● WORK REQUEST: Scan the records below for the line containing "Objective — for every instance of the door frame, place" and the line containing "Objective — for every instance of the floor". Copy both, plus every line between, exactly.

● AVAILABLE DATA:
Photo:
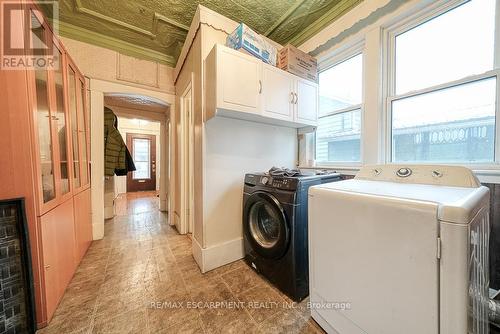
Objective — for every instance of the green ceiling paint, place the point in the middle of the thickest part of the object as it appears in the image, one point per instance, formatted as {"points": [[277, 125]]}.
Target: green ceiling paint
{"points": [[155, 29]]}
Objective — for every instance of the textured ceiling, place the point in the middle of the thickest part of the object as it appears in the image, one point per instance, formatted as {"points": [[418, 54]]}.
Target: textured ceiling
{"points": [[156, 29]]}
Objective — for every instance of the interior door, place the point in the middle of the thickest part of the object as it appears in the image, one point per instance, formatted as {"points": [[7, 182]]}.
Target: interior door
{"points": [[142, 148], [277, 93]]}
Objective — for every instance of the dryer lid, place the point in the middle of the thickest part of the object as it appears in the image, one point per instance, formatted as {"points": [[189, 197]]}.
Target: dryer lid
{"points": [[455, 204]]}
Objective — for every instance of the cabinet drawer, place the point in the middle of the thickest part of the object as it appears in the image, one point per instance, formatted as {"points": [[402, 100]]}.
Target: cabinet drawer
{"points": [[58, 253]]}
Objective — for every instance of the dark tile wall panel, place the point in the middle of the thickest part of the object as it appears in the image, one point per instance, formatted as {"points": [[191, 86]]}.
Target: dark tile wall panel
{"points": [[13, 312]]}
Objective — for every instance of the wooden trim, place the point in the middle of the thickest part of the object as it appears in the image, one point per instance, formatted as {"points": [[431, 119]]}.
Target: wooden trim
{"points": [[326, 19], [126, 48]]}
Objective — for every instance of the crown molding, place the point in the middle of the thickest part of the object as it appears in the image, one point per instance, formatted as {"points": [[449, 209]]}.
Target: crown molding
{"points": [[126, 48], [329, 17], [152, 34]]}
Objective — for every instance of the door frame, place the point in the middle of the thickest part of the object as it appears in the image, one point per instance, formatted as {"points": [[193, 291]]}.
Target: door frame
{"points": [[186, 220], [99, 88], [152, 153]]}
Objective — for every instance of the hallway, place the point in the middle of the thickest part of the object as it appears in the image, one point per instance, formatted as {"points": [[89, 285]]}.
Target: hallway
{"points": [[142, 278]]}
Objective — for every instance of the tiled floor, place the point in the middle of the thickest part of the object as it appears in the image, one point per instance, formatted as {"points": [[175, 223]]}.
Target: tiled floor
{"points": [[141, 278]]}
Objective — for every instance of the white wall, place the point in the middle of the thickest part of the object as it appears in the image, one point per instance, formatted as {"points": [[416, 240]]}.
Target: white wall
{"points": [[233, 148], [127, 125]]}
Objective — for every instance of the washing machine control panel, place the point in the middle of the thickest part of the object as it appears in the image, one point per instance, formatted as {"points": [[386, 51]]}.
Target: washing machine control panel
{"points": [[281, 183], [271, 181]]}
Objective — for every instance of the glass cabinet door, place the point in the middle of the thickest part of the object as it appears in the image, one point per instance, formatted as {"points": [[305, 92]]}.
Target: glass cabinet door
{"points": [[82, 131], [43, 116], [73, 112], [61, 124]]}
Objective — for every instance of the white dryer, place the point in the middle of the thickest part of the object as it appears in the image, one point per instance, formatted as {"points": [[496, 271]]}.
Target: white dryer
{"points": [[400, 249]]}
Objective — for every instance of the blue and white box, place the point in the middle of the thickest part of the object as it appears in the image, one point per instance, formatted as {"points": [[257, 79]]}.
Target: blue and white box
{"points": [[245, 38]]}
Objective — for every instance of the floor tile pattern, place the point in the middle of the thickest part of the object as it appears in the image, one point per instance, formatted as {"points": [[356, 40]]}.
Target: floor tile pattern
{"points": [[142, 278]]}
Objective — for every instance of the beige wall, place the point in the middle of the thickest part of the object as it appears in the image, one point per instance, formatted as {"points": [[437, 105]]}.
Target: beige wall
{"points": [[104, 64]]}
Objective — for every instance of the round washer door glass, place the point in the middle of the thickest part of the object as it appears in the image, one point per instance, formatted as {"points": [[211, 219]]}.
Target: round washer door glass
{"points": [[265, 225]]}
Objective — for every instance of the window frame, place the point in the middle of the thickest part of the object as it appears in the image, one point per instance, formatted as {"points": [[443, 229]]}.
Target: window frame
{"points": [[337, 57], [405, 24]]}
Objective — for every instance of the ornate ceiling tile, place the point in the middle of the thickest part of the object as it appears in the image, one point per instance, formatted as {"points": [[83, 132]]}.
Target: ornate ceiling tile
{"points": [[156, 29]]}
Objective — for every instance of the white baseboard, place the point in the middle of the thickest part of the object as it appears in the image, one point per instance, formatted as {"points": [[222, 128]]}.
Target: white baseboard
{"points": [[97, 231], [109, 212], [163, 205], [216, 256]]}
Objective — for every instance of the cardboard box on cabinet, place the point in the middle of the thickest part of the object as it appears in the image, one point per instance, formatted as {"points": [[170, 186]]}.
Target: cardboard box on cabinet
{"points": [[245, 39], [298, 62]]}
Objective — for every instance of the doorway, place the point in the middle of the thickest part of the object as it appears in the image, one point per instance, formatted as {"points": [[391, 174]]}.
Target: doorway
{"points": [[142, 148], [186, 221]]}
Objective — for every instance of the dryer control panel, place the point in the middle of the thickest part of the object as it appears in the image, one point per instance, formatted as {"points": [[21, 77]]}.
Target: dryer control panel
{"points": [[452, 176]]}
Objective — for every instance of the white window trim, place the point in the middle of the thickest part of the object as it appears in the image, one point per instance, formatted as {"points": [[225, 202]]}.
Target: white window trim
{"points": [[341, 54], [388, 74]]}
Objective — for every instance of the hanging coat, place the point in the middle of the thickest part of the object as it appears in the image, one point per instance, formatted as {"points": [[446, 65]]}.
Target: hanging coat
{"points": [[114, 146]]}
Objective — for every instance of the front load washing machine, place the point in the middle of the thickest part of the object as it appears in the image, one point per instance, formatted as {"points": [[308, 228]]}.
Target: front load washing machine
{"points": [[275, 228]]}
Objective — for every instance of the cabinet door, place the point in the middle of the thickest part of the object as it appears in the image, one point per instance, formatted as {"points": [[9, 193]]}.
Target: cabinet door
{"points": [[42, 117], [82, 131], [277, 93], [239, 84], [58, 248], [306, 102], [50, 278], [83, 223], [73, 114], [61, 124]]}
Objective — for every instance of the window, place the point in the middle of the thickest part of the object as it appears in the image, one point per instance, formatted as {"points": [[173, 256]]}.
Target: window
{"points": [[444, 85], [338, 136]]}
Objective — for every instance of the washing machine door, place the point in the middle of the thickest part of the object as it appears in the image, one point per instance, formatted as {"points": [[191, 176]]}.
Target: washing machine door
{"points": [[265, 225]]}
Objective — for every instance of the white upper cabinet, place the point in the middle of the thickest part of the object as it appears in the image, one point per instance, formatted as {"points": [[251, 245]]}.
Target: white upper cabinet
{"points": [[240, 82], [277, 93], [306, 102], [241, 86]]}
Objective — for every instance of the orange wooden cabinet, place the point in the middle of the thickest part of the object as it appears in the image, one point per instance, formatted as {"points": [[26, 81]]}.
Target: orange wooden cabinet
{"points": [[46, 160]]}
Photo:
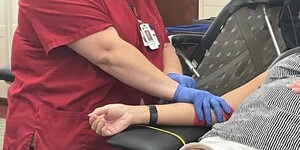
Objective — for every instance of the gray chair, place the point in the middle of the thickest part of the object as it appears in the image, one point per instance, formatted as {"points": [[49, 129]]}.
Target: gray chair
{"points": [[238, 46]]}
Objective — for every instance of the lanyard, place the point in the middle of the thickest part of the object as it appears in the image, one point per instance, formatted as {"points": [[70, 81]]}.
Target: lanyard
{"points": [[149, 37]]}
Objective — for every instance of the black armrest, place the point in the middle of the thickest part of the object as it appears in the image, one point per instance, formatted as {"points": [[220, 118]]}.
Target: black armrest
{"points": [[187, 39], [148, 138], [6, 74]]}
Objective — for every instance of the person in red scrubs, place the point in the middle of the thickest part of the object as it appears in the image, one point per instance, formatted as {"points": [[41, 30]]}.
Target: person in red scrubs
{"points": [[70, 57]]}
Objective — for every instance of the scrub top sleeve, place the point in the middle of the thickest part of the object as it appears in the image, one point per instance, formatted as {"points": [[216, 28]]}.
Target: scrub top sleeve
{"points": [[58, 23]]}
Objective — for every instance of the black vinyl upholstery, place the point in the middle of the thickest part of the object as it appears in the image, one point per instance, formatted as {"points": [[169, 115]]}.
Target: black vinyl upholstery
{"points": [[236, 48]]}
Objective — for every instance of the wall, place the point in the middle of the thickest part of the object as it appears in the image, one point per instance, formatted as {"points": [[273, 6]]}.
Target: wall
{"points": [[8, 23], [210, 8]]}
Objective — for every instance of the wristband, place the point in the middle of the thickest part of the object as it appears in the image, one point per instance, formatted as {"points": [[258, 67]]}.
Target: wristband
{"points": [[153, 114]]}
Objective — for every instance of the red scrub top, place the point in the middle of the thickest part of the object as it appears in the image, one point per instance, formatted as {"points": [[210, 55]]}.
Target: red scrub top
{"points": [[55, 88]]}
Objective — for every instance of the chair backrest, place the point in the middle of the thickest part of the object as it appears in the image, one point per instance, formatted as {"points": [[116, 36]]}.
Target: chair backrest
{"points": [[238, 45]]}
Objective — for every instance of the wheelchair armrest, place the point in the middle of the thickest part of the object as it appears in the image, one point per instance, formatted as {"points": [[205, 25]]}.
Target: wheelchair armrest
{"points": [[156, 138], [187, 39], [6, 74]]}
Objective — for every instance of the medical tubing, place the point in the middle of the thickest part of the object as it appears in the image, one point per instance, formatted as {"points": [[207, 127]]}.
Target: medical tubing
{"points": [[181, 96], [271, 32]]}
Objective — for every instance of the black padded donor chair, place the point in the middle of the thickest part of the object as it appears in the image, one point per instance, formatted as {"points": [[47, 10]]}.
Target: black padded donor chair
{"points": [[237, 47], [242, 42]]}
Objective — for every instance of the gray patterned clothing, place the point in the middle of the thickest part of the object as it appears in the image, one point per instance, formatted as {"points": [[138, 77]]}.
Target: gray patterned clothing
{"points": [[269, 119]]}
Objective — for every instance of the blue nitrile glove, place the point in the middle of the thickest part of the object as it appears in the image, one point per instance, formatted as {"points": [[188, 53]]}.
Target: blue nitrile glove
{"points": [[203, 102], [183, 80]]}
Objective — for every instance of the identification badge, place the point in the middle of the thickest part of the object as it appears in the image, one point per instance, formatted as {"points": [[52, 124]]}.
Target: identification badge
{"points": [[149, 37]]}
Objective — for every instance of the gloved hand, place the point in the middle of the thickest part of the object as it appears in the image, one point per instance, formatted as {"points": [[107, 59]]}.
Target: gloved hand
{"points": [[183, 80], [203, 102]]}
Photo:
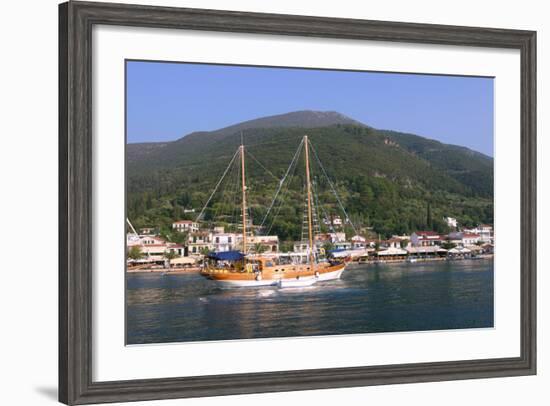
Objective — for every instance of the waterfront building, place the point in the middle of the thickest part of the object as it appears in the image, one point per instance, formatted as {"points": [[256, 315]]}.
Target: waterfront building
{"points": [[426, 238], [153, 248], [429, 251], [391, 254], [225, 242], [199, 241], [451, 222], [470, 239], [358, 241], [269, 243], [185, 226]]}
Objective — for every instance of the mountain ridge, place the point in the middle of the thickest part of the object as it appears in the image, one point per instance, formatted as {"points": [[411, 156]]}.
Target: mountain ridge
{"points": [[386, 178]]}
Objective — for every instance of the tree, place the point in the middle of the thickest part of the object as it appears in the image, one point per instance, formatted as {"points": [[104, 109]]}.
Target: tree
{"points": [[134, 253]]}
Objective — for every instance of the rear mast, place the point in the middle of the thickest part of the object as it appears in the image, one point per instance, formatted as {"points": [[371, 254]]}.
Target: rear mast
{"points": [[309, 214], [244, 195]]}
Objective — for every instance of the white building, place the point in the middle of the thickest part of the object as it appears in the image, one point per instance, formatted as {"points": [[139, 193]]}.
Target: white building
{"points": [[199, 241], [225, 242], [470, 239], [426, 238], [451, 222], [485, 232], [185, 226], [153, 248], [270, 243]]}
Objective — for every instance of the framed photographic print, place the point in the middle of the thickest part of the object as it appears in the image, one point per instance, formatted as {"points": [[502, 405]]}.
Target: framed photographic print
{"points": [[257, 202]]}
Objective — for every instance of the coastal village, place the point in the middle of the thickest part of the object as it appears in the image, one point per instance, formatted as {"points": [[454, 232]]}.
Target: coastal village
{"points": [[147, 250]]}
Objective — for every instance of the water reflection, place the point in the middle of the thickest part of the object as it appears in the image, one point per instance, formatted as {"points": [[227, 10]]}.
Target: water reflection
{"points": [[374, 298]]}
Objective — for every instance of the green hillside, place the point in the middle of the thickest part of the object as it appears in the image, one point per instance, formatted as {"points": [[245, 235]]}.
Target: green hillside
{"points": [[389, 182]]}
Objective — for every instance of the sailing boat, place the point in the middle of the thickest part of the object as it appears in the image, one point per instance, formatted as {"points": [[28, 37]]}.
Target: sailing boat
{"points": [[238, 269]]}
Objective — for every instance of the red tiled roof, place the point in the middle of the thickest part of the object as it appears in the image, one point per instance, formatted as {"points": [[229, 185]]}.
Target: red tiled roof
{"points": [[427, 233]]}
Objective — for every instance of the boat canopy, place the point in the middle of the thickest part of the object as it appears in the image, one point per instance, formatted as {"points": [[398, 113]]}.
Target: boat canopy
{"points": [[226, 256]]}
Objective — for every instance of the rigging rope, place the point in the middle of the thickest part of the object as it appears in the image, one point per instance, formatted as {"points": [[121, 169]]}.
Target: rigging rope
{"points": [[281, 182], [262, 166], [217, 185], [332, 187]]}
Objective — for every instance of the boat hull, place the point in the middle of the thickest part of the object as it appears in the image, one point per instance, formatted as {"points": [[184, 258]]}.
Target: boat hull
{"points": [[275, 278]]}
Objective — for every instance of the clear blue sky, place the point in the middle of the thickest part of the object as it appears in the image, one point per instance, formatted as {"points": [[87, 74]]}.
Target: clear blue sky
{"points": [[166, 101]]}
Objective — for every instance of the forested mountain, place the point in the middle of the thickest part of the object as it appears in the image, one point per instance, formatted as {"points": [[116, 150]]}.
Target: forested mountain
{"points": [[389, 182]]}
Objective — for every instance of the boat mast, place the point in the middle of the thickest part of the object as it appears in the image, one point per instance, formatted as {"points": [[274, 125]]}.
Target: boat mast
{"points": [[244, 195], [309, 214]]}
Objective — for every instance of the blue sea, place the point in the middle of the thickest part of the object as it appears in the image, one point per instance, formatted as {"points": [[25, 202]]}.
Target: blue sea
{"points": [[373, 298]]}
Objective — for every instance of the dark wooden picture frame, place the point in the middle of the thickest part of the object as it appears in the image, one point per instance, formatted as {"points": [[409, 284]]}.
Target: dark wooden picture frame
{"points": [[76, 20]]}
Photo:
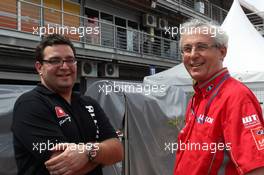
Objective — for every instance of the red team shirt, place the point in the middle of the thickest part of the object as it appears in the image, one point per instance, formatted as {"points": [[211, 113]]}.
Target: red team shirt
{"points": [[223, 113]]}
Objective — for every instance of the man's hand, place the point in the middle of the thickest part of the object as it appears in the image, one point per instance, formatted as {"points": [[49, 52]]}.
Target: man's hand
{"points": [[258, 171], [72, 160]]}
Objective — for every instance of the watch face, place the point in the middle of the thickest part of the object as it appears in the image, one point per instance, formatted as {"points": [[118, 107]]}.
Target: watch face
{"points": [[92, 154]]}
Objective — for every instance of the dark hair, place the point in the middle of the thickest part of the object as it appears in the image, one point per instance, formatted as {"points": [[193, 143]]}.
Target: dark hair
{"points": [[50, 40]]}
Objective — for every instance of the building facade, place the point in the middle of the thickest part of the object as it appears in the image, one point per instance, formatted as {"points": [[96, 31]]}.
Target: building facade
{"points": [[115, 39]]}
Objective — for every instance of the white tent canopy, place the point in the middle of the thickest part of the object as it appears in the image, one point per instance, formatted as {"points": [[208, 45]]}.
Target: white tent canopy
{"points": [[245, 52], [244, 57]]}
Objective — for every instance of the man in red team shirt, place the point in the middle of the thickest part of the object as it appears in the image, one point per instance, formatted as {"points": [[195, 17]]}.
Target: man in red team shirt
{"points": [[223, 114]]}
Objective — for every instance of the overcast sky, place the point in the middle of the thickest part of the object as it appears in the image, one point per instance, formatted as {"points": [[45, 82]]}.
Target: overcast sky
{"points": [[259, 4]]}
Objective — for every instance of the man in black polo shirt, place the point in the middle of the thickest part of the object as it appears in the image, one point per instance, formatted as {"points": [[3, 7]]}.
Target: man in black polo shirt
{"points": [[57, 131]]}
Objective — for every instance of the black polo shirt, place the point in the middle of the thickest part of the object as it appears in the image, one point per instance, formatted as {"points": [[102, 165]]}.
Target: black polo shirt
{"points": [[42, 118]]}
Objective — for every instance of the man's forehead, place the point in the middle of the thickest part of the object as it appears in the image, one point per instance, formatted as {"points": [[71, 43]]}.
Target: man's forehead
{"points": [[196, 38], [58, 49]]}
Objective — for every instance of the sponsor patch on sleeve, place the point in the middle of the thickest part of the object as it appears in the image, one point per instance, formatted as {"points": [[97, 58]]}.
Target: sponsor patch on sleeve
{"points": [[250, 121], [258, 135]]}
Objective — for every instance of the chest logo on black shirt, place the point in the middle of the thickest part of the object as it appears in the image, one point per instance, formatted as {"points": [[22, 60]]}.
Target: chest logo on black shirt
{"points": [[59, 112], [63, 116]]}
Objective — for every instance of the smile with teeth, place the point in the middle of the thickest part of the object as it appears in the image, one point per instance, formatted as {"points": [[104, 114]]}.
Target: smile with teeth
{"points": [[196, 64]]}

● RESPONSE BELOW:
Objective — for every instance of the door frame, place the point in the middle of the thickest part of the object as it appears in the image, one point per instance, formatted as {"points": [[193, 291]]}.
Target: door frame
{"points": [[186, 220], [99, 88], [152, 153]]}
Objective — for every instance of the hallway, place the point in the middle of the thickest part of the object as it appears in the image, one point per instance, formatted as {"points": [[89, 285]]}.
Target: hallway
{"points": [[142, 278]]}
Objective — for every instance of the tiled floor, place the point in the middle of the thickest part of the object as it appears in the image, one point per instance, formatted as {"points": [[175, 223]]}.
Target: tiled floor
{"points": [[141, 278]]}
Objective — for every instance of the white wall, place the point in the middle of the thickest part of the object as it appears in the image, one point per instance, formatted as {"points": [[416, 240]]}.
Target: white wall
{"points": [[233, 148], [127, 125]]}
Objective — for every instance of the washing machine control panel, place the point in the middle of the thickest part of the object as it appears in the image, one point per instance, formatted as {"points": [[386, 51]]}.
Target: washing machine control panel
{"points": [[281, 183], [271, 181]]}
Objective — for every instance of the glass cabinet door, place the point in the middle of the thickest part of the object as it appears in the image, one point per instance, formatted as {"points": [[305, 92]]}.
Target: glass cabinet door
{"points": [[82, 131], [43, 116], [73, 112], [61, 124]]}
Objective — for every instance of the white dryer, place the point in the middle of the thickest part of the object as it appears in the image, one point per instance, formatted as {"points": [[496, 271]]}.
Target: white dryer
{"points": [[400, 249]]}
Objective — for every instance of the blue and white box, place the point in the middle of the thickest part of the object as it appears in the image, one point per instance, formatted as {"points": [[257, 79]]}.
Target: blue and white box
{"points": [[245, 38]]}
Objective — for every instance of the floor tile pattern, place the point in the middle of the thickest part of the object as it appears in the image, one point per instance, formatted as {"points": [[356, 40]]}.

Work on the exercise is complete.